### DIRECTIONS
I'd like the records transcribed exactly, leaving the images out.

DATA EXTRACTS Block Start

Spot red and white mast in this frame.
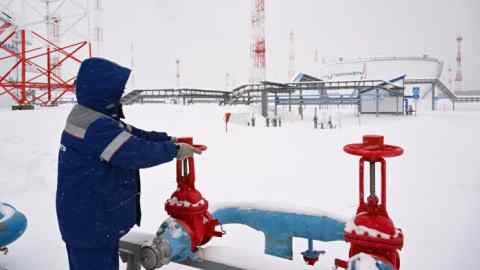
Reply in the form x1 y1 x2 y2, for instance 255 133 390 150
288 29 295 81
91 0 103 56
250 0 266 84
454 35 463 92
447 66 453 87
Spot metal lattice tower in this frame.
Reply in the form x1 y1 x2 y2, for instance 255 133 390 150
288 29 295 81
454 35 463 92
314 48 319 63
250 0 266 84
250 0 268 116
91 0 103 56
0 0 91 106
361 63 368 80
129 42 135 88
40 0 62 79
44 0 61 41
44 0 62 77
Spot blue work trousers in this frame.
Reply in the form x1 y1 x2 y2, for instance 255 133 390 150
66 243 119 270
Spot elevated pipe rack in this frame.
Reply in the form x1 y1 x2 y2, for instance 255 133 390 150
122 77 480 113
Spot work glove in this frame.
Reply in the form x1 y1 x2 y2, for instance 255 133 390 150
175 143 203 160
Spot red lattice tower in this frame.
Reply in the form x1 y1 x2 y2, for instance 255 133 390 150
0 26 90 106
454 35 463 92
288 29 295 81
249 0 266 84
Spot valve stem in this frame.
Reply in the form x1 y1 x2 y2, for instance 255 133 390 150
369 161 376 198
183 159 188 177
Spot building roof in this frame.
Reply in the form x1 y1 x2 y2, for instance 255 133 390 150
292 73 322 82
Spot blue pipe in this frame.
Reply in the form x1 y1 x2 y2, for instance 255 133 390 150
156 218 194 262
348 254 394 270
212 206 346 260
0 203 27 248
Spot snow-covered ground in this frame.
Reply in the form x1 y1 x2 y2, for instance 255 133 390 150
0 103 479 269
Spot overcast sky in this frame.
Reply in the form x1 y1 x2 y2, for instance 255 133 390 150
96 0 480 90
2 0 480 94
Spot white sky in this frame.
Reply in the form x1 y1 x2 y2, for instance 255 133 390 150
100 0 480 90
1 0 480 92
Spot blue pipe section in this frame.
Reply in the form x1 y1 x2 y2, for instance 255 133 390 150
156 218 194 262
0 203 27 248
212 206 346 260
348 255 394 270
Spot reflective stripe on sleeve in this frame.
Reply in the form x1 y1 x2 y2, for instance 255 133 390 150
100 131 132 162
64 123 87 139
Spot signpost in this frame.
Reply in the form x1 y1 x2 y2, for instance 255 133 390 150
412 87 420 100
412 87 421 115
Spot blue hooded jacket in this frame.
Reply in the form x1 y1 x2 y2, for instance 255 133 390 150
56 58 177 247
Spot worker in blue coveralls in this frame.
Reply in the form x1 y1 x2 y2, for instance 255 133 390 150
56 57 202 270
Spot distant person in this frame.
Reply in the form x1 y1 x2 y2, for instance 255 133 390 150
328 116 335 129
56 58 203 270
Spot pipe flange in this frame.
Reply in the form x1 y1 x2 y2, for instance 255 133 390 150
140 238 172 270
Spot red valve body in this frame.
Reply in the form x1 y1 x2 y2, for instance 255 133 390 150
342 135 404 269
165 137 223 251
303 256 319 266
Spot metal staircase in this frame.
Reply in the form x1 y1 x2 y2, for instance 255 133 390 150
405 79 480 104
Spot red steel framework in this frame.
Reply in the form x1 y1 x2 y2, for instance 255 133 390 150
0 25 91 106
250 0 266 84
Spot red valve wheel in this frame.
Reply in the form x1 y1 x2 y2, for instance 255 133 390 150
344 135 403 159
177 137 208 152
192 144 207 152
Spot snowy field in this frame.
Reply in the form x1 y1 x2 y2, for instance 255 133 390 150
0 103 479 269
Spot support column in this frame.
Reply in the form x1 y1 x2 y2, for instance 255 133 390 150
261 88 268 117
431 83 435 111
300 88 303 106
274 92 278 116
47 47 52 102
358 96 361 116
288 91 292 112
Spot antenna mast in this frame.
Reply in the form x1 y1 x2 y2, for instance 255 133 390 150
250 0 266 84
454 35 463 92
288 29 295 81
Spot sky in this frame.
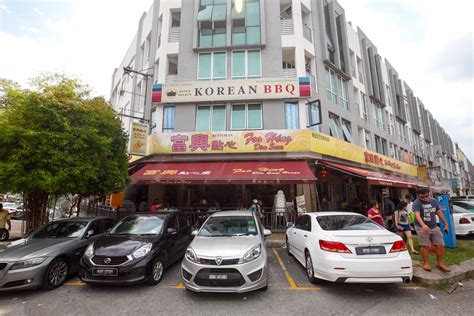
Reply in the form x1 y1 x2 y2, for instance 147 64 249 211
0 0 472 161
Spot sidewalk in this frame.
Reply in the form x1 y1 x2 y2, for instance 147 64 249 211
265 233 474 286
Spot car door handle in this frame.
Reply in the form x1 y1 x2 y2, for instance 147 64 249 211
304 235 307 238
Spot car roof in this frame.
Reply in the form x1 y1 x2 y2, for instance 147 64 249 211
304 211 365 217
210 210 254 217
55 217 114 222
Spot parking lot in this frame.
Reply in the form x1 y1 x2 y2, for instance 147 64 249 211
0 246 473 316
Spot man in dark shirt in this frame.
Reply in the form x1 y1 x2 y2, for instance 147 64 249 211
412 188 450 272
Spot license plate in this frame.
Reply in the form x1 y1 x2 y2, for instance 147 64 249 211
92 268 118 276
355 246 386 255
209 274 228 280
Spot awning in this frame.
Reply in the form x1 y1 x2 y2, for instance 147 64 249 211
321 161 418 189
131 161 316 185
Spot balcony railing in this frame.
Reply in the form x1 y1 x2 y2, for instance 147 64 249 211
280 18 294 35
168 27 180 42
306 72 316 96
303 25 312 42
282 68 297 78
165 74 177 83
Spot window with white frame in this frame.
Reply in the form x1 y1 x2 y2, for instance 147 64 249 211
285 102 299 129
325 67 348 110
328 113 343 140
381 138 388 156
326 67 337 103
337 76 349 110
364 129 372 150
231 104 262 130
196 105 226 131
308 102 321 132
163 106 175 132
360 92 368 121
341 119 354 143
197 0 227 48
232 50 261 78
371 101 384 129
151 109 157 133
374 135 382 154
198 52 226 80
231 0 261 45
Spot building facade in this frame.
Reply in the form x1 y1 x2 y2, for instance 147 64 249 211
110 0 471 214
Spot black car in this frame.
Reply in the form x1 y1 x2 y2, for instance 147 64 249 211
80 211 192 286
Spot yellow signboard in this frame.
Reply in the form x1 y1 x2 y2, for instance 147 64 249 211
146 129 418 177
130 122 148 156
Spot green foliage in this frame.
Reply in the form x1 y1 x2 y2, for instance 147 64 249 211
0 74 129 198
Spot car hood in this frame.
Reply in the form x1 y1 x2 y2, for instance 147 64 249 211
0 238 75 261
93 235 156 257
191 235 261 258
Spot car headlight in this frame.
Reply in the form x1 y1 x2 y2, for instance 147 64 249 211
84 243 94 258
185 248 200 263
240 244 262 264
132 243 152 259
10 257 47 270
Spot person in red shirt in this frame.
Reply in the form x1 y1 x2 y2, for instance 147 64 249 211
149 199 161 214
368 200 384 227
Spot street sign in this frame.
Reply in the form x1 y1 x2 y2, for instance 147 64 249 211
436 194 456 248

DATA EXTRACTS Block End

### ANSWER TO THIS EXERCISE
Spot red and white mast in this frame.
Reply in the form x1 y1 x2 y2, for instance 255 133 390 150
288 29 295 81
91 0 103 56
250 0 266 84
454 35 463 92
447 66 453 87
Spot metal lattice tower in this frame.
Reply in the form x1 y1 x2 y2, for instance 255 133 390 150
288 29 295 81
454 35 463 92
314 48 319 63
250 0 266 84
250 0 268 116
91 0 103 56
0 0 91 106
361 63 368 80
129 42 135 88
40 0 62 79
44 0 61 41
44 0 62 77
Spot blue work trousers in this frame.
Reply in the form x1 y1 x2 y2, for instance 255 133 390 150
66 243 119 270
Spot elevated pipe rack in this frame.
Reply in the form x1 y1 x2 y2, for instance 255 133 390 150
122 77 480 113
Spot work glove in this frame.
Reply in the form x1 y1 x2 y2, for instance 255 133 390 150
175 143 203 160
Spot red lattice tower in this frame.
Reply in the form x1 y1 x2 y2, for instance 255 133 390 150
0 26 90 106
454 35 463 92
288 29 295 81
249 0 266 84
Spot valve stem in this frame.
Reply in the form x1 y1 x2 y2, for instance 255 133 390 150
369 161 376 198
183 159 188 177
Spot building roof in this frame.
Reply in the form x1 y1 x2 y2, for instance 255 133 390 150
292 73 322 82
Spot blue pipe in this frame.
Reply in the form x1 y1 x2 y2, for instance 255 133 390 150
156 218 194 262
348 254 394 270
212 206 346 260
0 203 27 248
Spot snow-covered ground in this frame.
Reply in the form x1 y1 x2 y2, for instance 255 133 390 150
0 103 479 269
Spot overcast sky in this frame.
Reply in the form x1 y1 x2 y2, for instance 255 133 390 150
96 0 480 90
2 0 480 94
Spot white sky in this frame.
Reply in the form x1 y1 x2 y2, for instance 255 133 390 150
100 0 480 90
1 0 480 92
Spot blue pipe section in this frame.
Reply in the form x1 y1 x2 y2, for instance 255 133 390 150
156 218 194 262
0 203 27 248
212 206 346 260
348 255 394 270
Spot reflective stripe on sleeve in this frame.
Reply in the form x1 y1 x2 y2, for instance 255 133 390 150
100 131 132 162
64 123 87 139
Spot signpost in this frame.
Reply in the form x1 y1 x2 y2, for instance 255 133 390 150
412 87 420 100
412 87 421 115
Spot blue hooded jacket in this frame.
Reply in the form x1 y1 x2 y2, for instance 255 133 390 150
56 58 177 247
Spot worker in blue coveralls in this frame.
Reply in the form x1 y1 x2 y2, for instance 255 133 390 150
56 57 202 270
Spot distant person in this frame.
Reply in the form x1 y1 x2 y2, for instance 255 133 390 150
328 116 335 129
56 58 203 270
Spot pipe flange in this frame.
Reply in the form x1 y1 x2 y2, for instance 255 133 390 150
140 238 172 270
Spot red valve body in this frame.
Reply in the form x1 y1 x2 y2, for instance 255 133 390 150
342 135 404 269
165 137 223 251
303 256 319 266
Spot metal staircase in this frame.
Reply in the form x1 y1 x2 y2, for instance 255 133 390 150
405 79 480 104
Spot red steel framework in this frame.
Reply in the form x1 y1 x2 y2, for instance 255 133 390 150
0 25 91 106
250 0 266 84
Spot red valve wheel in this frame.
Reply in the form x1 y1 x2 y2, for instance 255 133 390 150
344 135 403 159
177 137 208 152
192 144 207 152
Spot snowy field in this frame.
Reply in the form x1 y1 x2 y2, for instance 255 133 390 150
0 103 479 269
Spot support column in this frame.
Reply in the form x1 y1 x2 y2, for instance 255 133 390 150
261 88 268 117
431 83 435 111
300 88 303 106
274 92 278 116
47 47 52 102
358 96 361 116
288 91 292 112
Spot antenna mast in this frame.
Reply in the form x1 y1 x2 y2, for instance 255 133 390 150
250 0 266 84
454 35 463 92
288 29 295 81
Spot sky in this frame.
Reply in the form x1 y1 x2 y2, for instance 147 64 249 211
0 0 472 161
Spot sidewalk in this frame.
Reply in the form x1 y1 x2 y2, for instance 147 64 249 211
265 233 474 286
Spot car door handle in this frame.
Reply in the form x1 y1 x2 y2, for instance 147 64 249 211
304 235 307 238
Spot car roof in this frame.
Reply in the form x1 y1 x2 y2, for instance 147 64 249 211
304 211 365 217
210 210 254 217
55 217 114 222
Spot parking lot in this frame.
Reply in the form x1 y1 x2 y2, for instance 147 64 249 211
0 246 473 316
Spot man in dark shirt in this frame.
Reply in the form x1 y1 x2 y2, for instance 147 64 249 211
412 188 450 272
Spot license plate in this frame.
Reply in the form x1 y1 x2 y2, for instance 147 64 249 211
92 268 118 276
355 246 386 255
209 274 228 280
Spot awning in this frame.
Reply in the form x1 y1 x2 y2, for instance 147 64 249 211
321 161 418 189
131 161 316 185
Spot balcony railing in this frame.
Reply in the form x1 y1 x2 y2, for instance 147 64 249 211
280 18 294 35
168 27 180 42
306 72 316 96
303 25 312 42
282 68 297 78
165 74 177 83
Spot window with white frame in this frame.
Reply in the form x1 y1 x2 y2, for instance 147 64 249 211
285 102 299 129
325 67 348 110
328 113 343 140
381 138 388 156
326 67 337 103
337 76 349 110
364 129 372 150
231 104 262 130
196 105 226 131
308 102 321 132
163 106 175 132
360 92 368 121
341 119 354 143
197 0 227 48
232 50 261 78
371 101 384 129
151 109 157 133
374 135 382 154
198 52 226 80
231 0 261 45
Spot building facade in this frame.
Reply in the form x1 y1 x2 y2, for instance 147 64 249 211
110 0 471 214
Spot black car in this frame.
Reply in the form x1 y1 x2 y2, for instance 147 64 249 211
80 211 192 286
Spot yellow signboard in this frame.
Reply in the form x1 y1 x2 y2, for instance 147 64 249 211
146 129 418 177
130 122 148 156
Spot green foliage in this frame.
Reply in the form x1 y1 x2 y2, for instance 147 64 249 211
0 74 129 198
Spot car hood in this frame.
Reply in the form x1 y1 x2 y2, for instance 147 64 249 211
0 238 75 261
93 235 156 257
191 235 261 258
Spot car headlight in this frame.
Reply in the form x1 y1 x2 y2, for instance 147 64 249 211
84 243 94 258
185 248 200 263
240 244 262 264
132 243 152 259
10 257 47 270
Spot person in red shirt in this frame.
Reply in the form x1 y1 x2 y2, for instance 147 64 249 211
149 199 161 214
368 200 384 227
Spot street sign in this frame.
Reply in the form x1 y1 x2 y2, for instance 147 64 249 211
436 194 456 248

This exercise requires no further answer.